# Goal
Please pull out every line in the listing below that contains the word "vegetation", and copy each of those lines in full.

# Exercise materials
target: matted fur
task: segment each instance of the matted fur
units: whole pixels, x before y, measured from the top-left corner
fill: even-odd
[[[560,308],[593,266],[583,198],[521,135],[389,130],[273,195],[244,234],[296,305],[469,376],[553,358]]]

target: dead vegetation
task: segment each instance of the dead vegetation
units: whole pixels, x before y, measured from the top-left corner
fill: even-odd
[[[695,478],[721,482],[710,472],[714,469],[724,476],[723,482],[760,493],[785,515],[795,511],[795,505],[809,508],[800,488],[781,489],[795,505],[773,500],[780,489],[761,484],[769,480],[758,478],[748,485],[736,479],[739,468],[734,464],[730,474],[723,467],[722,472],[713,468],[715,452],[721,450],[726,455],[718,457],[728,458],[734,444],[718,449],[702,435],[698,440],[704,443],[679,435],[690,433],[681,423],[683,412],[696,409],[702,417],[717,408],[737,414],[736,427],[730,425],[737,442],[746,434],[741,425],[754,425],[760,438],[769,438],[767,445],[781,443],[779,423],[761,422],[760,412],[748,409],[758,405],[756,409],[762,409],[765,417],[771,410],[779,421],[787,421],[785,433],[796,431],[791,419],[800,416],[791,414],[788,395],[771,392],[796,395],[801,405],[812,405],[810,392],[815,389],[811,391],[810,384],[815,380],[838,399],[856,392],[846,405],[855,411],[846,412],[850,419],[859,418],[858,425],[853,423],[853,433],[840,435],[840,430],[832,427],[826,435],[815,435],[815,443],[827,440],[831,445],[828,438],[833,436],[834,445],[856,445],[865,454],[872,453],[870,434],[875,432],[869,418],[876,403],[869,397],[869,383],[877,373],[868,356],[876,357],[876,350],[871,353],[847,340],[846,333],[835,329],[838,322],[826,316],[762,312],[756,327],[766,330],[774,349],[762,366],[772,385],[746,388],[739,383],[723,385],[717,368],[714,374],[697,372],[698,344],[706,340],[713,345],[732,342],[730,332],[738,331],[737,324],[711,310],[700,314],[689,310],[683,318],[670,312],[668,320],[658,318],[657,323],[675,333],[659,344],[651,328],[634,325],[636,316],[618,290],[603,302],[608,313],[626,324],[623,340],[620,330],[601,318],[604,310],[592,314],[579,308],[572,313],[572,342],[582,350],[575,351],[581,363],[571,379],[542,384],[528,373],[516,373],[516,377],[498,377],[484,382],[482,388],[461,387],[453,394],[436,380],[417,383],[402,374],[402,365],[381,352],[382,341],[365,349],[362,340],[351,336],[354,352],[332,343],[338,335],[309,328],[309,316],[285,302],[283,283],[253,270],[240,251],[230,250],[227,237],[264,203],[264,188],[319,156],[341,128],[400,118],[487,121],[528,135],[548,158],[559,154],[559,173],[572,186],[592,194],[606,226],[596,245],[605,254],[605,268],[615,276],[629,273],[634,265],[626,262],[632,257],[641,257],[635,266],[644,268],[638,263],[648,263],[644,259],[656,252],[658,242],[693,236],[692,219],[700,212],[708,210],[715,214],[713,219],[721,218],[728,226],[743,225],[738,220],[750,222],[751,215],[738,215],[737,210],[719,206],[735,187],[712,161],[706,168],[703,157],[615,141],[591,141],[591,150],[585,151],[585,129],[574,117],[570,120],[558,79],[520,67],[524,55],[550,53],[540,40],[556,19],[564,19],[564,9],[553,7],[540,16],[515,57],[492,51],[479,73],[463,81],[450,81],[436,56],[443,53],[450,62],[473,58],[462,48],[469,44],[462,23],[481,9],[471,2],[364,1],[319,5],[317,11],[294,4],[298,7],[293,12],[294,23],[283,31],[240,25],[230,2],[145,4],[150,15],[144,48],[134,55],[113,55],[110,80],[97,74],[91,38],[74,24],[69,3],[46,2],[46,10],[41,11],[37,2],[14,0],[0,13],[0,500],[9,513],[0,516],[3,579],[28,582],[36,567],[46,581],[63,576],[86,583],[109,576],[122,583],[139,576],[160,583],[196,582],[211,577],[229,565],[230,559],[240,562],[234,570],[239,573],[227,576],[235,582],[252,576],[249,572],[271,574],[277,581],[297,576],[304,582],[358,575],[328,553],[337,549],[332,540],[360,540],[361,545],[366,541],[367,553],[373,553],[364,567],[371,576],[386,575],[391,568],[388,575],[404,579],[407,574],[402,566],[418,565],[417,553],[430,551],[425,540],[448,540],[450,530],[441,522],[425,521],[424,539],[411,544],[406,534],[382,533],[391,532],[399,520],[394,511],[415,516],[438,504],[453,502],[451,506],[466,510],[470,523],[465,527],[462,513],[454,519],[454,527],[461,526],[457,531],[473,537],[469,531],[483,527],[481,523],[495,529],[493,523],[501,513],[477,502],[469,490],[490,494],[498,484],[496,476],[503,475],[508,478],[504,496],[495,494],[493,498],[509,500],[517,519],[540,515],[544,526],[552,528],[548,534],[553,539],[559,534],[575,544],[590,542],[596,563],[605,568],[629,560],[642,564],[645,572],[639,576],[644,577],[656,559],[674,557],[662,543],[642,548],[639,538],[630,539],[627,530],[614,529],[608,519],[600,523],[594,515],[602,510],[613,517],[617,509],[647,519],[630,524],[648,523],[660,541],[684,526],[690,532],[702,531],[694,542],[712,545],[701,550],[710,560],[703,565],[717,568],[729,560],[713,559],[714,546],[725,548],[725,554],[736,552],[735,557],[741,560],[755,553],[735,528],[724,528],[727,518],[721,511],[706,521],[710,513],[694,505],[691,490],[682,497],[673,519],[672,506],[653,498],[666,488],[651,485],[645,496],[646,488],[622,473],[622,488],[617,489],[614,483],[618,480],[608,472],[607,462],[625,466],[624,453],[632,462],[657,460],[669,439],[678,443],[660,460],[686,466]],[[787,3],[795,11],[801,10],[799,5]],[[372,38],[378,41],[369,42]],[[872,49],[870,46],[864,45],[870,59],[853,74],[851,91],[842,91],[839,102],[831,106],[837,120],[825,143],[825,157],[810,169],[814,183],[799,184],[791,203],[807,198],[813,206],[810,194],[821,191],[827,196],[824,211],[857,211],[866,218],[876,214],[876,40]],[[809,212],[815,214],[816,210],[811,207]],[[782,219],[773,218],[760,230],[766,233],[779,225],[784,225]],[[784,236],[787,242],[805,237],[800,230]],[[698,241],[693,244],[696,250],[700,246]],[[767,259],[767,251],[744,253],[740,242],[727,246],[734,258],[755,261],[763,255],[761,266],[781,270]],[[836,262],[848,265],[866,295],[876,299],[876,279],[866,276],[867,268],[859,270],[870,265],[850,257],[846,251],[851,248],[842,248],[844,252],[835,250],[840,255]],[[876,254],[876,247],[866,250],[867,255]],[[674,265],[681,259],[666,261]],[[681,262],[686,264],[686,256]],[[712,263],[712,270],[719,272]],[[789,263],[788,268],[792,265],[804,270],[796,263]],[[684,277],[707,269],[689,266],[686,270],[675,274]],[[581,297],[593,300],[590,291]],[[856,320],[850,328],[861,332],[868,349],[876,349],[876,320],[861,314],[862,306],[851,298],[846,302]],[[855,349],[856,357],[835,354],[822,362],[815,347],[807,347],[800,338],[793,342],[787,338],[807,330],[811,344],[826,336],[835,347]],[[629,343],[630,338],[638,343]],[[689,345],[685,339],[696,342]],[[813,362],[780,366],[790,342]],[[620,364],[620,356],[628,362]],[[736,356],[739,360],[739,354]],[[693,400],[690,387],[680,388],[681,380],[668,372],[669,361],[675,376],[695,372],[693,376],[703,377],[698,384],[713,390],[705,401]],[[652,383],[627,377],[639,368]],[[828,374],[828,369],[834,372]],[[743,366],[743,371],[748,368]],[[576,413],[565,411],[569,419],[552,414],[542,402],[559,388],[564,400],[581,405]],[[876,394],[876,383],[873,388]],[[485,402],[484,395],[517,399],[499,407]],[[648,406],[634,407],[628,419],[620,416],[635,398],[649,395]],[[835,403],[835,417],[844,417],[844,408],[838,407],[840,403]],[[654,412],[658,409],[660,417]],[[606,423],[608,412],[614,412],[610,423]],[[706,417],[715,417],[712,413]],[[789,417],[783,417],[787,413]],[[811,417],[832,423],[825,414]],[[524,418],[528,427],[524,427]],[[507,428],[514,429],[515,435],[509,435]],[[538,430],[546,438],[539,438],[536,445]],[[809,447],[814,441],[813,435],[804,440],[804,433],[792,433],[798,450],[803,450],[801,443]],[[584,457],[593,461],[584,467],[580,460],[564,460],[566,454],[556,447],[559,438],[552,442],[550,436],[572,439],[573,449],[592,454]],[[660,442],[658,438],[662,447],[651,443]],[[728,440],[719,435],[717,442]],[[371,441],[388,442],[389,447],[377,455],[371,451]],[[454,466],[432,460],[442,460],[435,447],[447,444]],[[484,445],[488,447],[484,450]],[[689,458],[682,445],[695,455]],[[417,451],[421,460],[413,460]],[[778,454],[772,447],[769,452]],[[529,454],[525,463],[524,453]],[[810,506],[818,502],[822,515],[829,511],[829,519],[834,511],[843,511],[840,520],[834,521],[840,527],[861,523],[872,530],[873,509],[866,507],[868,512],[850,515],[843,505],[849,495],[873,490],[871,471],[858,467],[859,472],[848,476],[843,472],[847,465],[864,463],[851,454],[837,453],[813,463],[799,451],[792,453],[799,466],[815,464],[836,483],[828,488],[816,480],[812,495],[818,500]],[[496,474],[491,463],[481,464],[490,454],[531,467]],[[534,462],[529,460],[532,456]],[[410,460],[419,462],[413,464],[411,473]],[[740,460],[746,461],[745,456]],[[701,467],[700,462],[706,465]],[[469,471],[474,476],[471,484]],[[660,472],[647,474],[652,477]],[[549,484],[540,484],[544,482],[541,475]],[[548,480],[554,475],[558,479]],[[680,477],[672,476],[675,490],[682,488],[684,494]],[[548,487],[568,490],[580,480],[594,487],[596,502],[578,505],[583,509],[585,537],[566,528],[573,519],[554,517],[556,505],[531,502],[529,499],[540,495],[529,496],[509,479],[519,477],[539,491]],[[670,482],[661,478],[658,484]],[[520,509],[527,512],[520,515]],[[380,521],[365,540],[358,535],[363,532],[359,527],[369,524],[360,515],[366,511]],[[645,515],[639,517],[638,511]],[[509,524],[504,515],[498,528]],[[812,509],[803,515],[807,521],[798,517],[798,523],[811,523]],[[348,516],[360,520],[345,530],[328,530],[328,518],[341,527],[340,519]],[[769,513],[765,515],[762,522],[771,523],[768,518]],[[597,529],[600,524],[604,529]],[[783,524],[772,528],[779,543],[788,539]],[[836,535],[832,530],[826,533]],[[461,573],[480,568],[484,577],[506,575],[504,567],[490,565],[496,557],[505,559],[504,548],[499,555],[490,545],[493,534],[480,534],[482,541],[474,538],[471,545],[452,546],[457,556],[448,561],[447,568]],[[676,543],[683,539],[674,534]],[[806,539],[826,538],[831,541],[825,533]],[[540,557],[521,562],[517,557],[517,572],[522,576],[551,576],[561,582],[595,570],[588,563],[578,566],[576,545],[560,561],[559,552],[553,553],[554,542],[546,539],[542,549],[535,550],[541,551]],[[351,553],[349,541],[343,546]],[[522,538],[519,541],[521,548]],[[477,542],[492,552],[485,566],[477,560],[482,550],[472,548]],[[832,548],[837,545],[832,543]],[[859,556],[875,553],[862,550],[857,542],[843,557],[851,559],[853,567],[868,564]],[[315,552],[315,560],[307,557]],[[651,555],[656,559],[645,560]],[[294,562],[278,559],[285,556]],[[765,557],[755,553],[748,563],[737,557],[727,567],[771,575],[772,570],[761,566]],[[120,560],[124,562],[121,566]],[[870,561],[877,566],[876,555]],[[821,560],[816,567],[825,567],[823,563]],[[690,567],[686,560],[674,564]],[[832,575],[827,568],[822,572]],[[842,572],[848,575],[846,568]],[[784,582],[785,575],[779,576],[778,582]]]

# The solution
target: dead vegetation
task: segment each instance of the dead vegetation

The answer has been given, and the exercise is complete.